## EXERCISE GOAL
Search the data for the word "bumper" and copy out every line that has it.

-----

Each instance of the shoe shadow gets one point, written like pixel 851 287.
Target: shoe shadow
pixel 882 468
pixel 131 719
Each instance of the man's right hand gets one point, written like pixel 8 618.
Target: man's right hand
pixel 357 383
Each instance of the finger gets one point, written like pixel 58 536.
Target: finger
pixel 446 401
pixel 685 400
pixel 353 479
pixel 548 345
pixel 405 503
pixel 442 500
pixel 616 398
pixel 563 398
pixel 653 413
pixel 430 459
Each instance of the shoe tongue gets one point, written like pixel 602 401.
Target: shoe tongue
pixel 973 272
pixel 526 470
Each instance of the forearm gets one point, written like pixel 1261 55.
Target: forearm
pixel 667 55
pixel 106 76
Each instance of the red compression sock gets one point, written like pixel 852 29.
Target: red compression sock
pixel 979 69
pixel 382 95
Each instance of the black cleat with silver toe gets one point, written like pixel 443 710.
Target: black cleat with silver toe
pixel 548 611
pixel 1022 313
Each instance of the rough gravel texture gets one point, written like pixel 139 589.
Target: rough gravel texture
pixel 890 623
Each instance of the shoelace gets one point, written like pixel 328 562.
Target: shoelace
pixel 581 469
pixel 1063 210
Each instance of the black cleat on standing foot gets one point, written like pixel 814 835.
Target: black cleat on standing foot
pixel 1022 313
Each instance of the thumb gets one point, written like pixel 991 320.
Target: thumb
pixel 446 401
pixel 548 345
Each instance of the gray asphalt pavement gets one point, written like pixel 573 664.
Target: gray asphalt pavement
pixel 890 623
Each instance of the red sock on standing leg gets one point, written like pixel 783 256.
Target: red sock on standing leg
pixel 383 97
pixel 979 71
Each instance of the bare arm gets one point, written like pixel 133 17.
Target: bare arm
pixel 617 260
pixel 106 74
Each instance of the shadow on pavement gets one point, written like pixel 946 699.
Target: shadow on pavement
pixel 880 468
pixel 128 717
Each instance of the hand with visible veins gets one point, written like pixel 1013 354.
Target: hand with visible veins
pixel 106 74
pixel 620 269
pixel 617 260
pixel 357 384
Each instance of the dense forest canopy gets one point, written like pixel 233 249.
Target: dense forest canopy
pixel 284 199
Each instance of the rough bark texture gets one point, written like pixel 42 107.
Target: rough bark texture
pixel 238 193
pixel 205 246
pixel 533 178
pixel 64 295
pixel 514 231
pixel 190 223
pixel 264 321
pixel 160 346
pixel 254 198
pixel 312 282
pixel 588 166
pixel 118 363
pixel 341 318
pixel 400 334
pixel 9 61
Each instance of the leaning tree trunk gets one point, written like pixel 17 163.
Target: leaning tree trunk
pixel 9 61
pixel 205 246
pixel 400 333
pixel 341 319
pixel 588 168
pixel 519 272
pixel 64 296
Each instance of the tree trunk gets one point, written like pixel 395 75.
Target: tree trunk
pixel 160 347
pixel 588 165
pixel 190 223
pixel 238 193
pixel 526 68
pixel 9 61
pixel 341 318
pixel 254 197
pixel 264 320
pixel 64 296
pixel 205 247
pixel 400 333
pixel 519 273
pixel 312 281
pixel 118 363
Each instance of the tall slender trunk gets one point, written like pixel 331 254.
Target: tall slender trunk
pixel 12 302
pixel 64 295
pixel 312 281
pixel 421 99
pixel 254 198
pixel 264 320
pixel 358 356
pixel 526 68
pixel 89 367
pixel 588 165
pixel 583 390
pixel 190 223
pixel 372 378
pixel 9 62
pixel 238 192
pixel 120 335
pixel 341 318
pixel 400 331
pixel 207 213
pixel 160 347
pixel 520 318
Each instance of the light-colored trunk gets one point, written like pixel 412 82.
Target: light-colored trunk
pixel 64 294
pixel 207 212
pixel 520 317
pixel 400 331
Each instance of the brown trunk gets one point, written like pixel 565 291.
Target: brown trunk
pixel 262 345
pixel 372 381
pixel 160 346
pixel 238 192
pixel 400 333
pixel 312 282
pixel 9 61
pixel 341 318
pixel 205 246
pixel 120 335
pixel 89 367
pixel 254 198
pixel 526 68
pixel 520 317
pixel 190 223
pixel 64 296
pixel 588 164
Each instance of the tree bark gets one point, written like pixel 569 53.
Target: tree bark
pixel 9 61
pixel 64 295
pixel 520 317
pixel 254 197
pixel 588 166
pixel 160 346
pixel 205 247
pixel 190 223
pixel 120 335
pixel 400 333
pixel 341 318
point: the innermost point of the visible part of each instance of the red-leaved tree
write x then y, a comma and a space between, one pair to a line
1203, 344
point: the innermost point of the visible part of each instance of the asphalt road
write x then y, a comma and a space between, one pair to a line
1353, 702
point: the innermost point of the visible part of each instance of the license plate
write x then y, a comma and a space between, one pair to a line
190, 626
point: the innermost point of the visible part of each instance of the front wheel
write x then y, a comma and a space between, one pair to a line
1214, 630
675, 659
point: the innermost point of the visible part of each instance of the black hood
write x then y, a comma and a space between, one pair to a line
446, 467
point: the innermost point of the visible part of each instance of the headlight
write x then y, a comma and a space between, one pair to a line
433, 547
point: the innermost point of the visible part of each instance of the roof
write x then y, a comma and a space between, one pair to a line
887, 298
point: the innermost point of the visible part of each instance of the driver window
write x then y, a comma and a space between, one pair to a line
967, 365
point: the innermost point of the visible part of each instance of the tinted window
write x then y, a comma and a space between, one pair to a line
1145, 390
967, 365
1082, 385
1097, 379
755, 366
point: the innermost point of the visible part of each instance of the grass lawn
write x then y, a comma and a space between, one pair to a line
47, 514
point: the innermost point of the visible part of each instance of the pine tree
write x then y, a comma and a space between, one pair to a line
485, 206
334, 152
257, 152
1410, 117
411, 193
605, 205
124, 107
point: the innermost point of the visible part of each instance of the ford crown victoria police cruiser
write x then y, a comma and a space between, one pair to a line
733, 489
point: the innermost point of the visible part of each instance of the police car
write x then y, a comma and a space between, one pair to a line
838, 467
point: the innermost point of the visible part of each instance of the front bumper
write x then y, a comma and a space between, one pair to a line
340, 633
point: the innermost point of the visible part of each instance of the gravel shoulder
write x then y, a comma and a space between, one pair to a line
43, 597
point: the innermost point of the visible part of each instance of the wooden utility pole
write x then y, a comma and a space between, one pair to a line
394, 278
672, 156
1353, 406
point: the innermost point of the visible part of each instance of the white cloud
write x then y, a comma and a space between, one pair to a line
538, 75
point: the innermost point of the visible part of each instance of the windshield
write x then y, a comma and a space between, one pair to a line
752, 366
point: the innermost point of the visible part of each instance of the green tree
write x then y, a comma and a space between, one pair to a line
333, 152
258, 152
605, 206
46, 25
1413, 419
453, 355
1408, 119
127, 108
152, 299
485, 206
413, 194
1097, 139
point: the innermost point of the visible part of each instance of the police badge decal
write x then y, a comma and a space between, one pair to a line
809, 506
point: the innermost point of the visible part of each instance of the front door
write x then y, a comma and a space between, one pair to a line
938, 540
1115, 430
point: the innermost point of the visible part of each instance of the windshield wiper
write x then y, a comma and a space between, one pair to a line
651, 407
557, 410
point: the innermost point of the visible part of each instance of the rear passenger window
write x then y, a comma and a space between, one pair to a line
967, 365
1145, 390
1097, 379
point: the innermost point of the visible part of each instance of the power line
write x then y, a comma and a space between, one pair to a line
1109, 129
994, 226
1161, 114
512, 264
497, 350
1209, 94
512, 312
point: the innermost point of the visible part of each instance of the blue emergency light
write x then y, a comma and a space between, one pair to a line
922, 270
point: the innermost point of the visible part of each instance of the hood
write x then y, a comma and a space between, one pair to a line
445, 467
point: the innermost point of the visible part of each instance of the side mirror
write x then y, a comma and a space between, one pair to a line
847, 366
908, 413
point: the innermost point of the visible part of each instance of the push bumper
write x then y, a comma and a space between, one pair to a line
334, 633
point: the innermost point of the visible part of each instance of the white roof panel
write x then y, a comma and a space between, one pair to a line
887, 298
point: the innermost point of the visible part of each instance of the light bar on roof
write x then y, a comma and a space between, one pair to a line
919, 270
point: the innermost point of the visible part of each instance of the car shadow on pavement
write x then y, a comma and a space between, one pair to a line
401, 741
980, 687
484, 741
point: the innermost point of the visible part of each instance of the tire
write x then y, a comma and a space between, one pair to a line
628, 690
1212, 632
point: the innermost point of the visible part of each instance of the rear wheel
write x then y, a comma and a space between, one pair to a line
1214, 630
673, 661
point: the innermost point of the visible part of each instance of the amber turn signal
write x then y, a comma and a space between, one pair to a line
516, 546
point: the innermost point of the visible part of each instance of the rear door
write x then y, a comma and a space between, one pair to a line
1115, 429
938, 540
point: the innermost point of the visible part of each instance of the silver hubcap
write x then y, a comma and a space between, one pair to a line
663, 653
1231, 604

-----

## TASK SOLUTION
point: the innermost point of the visible part of each instance of the front bumper
point: the innermost point of the visible part of each instance of the push bumper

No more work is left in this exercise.